## Supplied material:
Content starts

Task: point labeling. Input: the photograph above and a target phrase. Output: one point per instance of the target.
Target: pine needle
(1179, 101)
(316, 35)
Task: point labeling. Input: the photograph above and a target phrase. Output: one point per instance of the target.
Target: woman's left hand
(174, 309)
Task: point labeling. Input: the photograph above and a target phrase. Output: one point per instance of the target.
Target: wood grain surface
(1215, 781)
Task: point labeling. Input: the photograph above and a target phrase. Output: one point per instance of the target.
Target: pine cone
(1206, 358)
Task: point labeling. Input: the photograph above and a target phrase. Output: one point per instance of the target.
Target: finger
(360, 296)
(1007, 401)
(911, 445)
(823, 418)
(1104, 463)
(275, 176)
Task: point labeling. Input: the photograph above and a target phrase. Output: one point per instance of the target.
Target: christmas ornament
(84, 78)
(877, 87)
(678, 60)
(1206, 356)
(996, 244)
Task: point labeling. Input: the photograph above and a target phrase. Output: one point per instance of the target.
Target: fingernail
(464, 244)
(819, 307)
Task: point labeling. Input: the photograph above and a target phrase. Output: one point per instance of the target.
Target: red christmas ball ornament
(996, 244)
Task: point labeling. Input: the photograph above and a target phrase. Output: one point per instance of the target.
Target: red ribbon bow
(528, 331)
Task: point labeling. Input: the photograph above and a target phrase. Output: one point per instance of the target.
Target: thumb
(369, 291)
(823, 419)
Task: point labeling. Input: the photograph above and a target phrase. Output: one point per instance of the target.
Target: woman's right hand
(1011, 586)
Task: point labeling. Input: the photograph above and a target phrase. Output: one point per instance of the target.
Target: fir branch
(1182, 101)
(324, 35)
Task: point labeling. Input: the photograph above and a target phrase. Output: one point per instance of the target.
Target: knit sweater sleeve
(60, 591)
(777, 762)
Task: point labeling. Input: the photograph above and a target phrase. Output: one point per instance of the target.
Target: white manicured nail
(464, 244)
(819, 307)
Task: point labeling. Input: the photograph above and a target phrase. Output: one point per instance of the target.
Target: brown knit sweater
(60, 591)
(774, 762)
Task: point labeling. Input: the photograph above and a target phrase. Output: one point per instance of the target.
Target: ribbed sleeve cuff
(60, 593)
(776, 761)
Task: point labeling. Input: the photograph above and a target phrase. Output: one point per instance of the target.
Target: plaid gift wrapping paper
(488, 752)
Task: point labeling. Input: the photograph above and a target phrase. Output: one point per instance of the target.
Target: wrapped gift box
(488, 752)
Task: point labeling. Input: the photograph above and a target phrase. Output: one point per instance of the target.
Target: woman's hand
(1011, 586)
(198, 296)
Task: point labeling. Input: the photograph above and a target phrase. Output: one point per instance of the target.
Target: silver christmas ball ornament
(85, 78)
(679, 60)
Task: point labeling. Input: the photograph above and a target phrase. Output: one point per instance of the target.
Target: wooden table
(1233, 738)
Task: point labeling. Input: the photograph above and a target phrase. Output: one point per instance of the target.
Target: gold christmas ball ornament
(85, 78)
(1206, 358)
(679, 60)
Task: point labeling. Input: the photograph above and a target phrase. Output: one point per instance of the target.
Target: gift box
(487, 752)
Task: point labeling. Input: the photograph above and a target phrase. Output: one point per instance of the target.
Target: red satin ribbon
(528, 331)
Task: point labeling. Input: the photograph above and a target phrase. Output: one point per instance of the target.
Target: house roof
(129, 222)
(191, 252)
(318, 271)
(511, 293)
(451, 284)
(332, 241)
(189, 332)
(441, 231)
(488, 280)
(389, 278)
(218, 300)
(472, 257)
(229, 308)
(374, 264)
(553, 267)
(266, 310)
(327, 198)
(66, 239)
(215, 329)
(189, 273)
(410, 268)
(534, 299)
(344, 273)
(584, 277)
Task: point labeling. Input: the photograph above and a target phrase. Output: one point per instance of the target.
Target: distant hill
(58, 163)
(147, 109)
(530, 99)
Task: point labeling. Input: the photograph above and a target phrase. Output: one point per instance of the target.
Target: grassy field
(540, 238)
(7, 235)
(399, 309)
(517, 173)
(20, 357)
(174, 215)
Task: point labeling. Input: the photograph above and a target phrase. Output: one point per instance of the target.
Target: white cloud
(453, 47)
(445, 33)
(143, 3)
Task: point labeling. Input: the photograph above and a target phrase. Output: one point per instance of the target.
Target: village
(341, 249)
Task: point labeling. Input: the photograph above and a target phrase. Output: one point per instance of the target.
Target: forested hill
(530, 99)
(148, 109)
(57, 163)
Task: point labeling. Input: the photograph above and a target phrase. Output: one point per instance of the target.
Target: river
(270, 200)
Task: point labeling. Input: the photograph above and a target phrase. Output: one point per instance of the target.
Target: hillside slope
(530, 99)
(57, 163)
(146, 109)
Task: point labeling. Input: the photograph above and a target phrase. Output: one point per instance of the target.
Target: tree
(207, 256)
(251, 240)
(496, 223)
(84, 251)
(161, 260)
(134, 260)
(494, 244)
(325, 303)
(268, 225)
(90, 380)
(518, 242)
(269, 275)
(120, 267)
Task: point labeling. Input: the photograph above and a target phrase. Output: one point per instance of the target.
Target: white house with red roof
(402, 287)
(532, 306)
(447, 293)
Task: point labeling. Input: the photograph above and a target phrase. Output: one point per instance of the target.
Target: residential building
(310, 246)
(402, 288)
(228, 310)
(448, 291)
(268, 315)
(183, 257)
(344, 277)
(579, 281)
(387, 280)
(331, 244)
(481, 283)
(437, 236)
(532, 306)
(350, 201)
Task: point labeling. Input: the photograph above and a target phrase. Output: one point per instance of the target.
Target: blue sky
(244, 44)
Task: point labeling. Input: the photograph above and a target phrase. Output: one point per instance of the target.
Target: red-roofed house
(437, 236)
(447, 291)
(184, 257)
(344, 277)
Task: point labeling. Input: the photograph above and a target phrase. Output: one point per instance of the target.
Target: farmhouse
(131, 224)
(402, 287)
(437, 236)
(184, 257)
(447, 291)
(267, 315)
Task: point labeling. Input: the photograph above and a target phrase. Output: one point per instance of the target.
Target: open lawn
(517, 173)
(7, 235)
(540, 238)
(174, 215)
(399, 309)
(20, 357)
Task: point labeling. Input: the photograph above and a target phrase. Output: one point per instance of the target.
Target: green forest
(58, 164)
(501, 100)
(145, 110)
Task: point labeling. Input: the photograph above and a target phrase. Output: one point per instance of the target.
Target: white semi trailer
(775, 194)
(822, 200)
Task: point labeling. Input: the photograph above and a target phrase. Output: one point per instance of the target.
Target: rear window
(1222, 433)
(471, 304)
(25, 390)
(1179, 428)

Content ends

## What you will do:
Each line of the listing above should be output exactly.

## Response to the task:
Task: point labeling. Input: the photograph above and a target phrase. Output: one point per instance of the target.
Target: pine needle
(1179, 101)
(316, 35)
Task: point labeling. Input: the photograph above and a target phrase. Output: one point per instance of the target.
Target: woman's left hand
(174, 309)
Task: point labeling. Input: the photograph above and a target phrase. Output: one point per instance of the target.
Target: wood grain surface
(1215, 781)
Task: point labeling. Input: the photograph above and a target phrase. Output: one point per instance of the target.
Target: pine cone
(1206, 358)
Task: point labeling. Input: the photograph above and a target phrase. Output: one point per instance of the target.
Target: finger
(360, 296)
(1007, 401)
(911, 445)
(823, 418)
(1104, 463)
(275, 176)
Task: point labeling. Input: the photograph above and a target phrase. Output: one point per instance of the target.
Target: christmas ornament
(84, 78)
(877, 87)
(678, 60)
(1206, 356)
(996, 244)
Task: point labeling. Input: the photograph above and a target phrase. Output: one point per instance of the target.
Target: fingernail
(464, 244)
(819, 307)
Task: point labeling. Input: the photograph above and a target phrase. Output: one point per instance of the target.
Target: red christmas ball ornament
(996, 244)
Task: point labeling. Input: the photograph above and a target phrase. Output: one point per instance of the target.
Target: red ribbon bow
(528, 331)
Task: point labeling. Input: the photograph above and a target phrase. Output: one point per instance of the target.
Target: thumb
(369, 291)
(823, 419)
Task: point labeling. Input: the photograph above and a target phrase. Output: one point per instance of the target.
Target: woman's right hand
(1011, 586)
Task: point labeling. Input: the photograph above and a target phrase. Output: one point per instance of the target.
Target: fir branch
(1182, 101)
(324, 35)
Task: point labeling. Input: the photograph above and a target phrase. Output: one point per instance of the target.
Target: knit sweater sleeve
(60, 591)
(777, 762)
Task: point labeling. Input: the photograph above and a target phrase. Output: one point per instance of the target.
Target: white manicured nail
(464, 244)
(819, 307)
Task: point labeling. Input: the photograph above and a target phrase. Output: one point per instance of the target.
Target: brown knit sweater
(60, 591)
(774, 762)
Task: point labeling. Input: the photograph above and a target phrase. Output: one point per instance of the target.
Target: ribbed sleeve cuff
(60, 593)
(776, 761)
Task: point labeling. Input: the photograph above and a target phrase. Output: one point per instance of the target.
Target: plaid gift wrapping paper
(488, 752)
Task: point labeling. Input: the photograph above and a target phrase. Output: one point per instance of the target.
Target: wrapped gift box
(488, 752)
Task: point labeling. Input: the photograph above and a target phrase. Output: one point per instance of the target.
Target: woman's hand
(1011, 586)
(198, 296)
Task: point labeling. Input: the photograph above and a target phrase. Output: one point per instance of the target.
Target: silver christmas ball ornament
(85, 78)
(679, 60)
Task: point labeling. Input: the photograph above and a target phrase. Output: one point per instance of the target.
Target: wooden table
(1233, 738)
Task: point labeling. Input: the photograph above and a target phrase. Output: one point per instance of the target.
Target: gold christmas ball ornament
(85, 78)
(1206, 358)
(679, 60)
Task: point labeling. Input: the photograph above and a target phrase. Output: one point per instance of the target.
Target: gift box
(487, 752)
Task: point labeling. Input: the photograph above and a target phrase. Output: one point per instance of the target.
Target: red satin ribbon
(528, 331)
Task: point labeling. Input: the photograph above and a target phrase. Output: one point per instance of the target.
Target: house roof
(129, 222)
(191, 252)
(318, 271)
(511, 293)
(451, 284)
(332, 241)
(189, 332)
(441, 231)
(488, 280)
(389, 278)
(218, 300)
(472, 257)
(229, 308)
(374, 264)
(553, 267)
(266, 310)
(327, 198)
(66, 239)
(215, 329)
(189, 273)
(410, 268)
(534, 299)
(344, 273)
(584, 277)
Task: point labeling. Input: the photograph above and a target phrase. Output: one point per instance of the target.
Target: distant hill
(58, 163)
(147, 109)
(530, 99)
Task: point labeling. Input: the photograph above and a target phrase. Output: one point per instance of the target.
Target: grassy field
(540, 238)
(7, 235)
(399, 309)
(517, 173)
(20, 357)
(174, 215)
Task: point labeling. Input: the photograph above and a target phrase. Output: one point per instance of the target.
Target: white cloud
(453, 47)
(445, 33)
(143, 3)
Task: point labeling. Input: the photograph above and a target phrase. Output: one point per instance of the target.
Target: village
(341, 249)
Task: point labeling. Input: the photograph above and a target phrase. Output: one point per instance of the target.
Target: forested hill
(530, 99)
(148, 109)
(57, 163)
Task: point labeling. Input: the photograph above and a target phrase. Output: one point per instance of the target.
Target: river
(270, 200)
Task: point labeling. Input: the photograph above and a target phrase. Output: one point per instance of the target.
Target: hillside slope
(530, 99)
(57, 163)
(146, 109)
Task: point labeling. Input: the photograph above and a target phrase. Output: one point per instance of the target.
Target: tree
(207, 256)
(251, 240)
(496, 223)
(84, 251)
(161, 260)
(134, 260)
(494, 244)
(325, 303)
(268, 225)
(90, 380)
(518, 242)
(269, 275)
(120, 267)
Task: point labeling. Input: the photograph above and a target phrase. Output: one point per instance of the target.
Target: white house with red roof
(402, 287)
(532, 306)
(447, 293)
Task: point labeling. Input: the photograph above and a target phrase. Output: one point per instance of the target.
Target: residential building
(310, 246)
(402, 288)
(228, 310)
(448, 291)
(268, 315)
(183, 257)
(344, 277)
(579, 281)
(387, 280)
(331, 244)
(481, 283)
(437, 236)
(532, 306)
(350, 201)
Task: point labeling. Input: the photograph above and a target phrase. Output: one point per instance of the target.
Target: blue sky
(244, 44)
Task: point labeling. Input: the photograph above and a target phrase. Output: one point per instance of the target.
Target: red-roofed house
(437, 236)
(447, 291)
(184, 257)
(344, 277)
Task: point labeling. Input: the photograph above and a target phrase. Output: one point per instance of the target.
Target: farmhouse
(131, 224)
(402, 287)
(437, 236)
(184, 257)
(447, 291)
(267, 315)
Task: point labeling. Input: the photograph above and a target phrase. Output: one point per instance of the target.
Target: open lawn
(517, 173)
(7, 235)
(540, 238)
(174, 215)
(399, 309)
(20, 357)
Task: point labeling. Input: the photograph above and a target phrase. Output: one point per instance of the target.
Target: green forest
(58, 164)
(501, 100)
(145, 110)
Task: point labeling. Input: the photograph above and a target phrase. Output: one point per instance of the target.
Target: white semi trailer
(775, 194)
(822, 200)
Task: point labeling. Input: the photograph above and a target phrase. Output: one point per instance of the target.
Target: rear window
(1222, 433)
(471, 304)
(25, 390)
(1179, 428)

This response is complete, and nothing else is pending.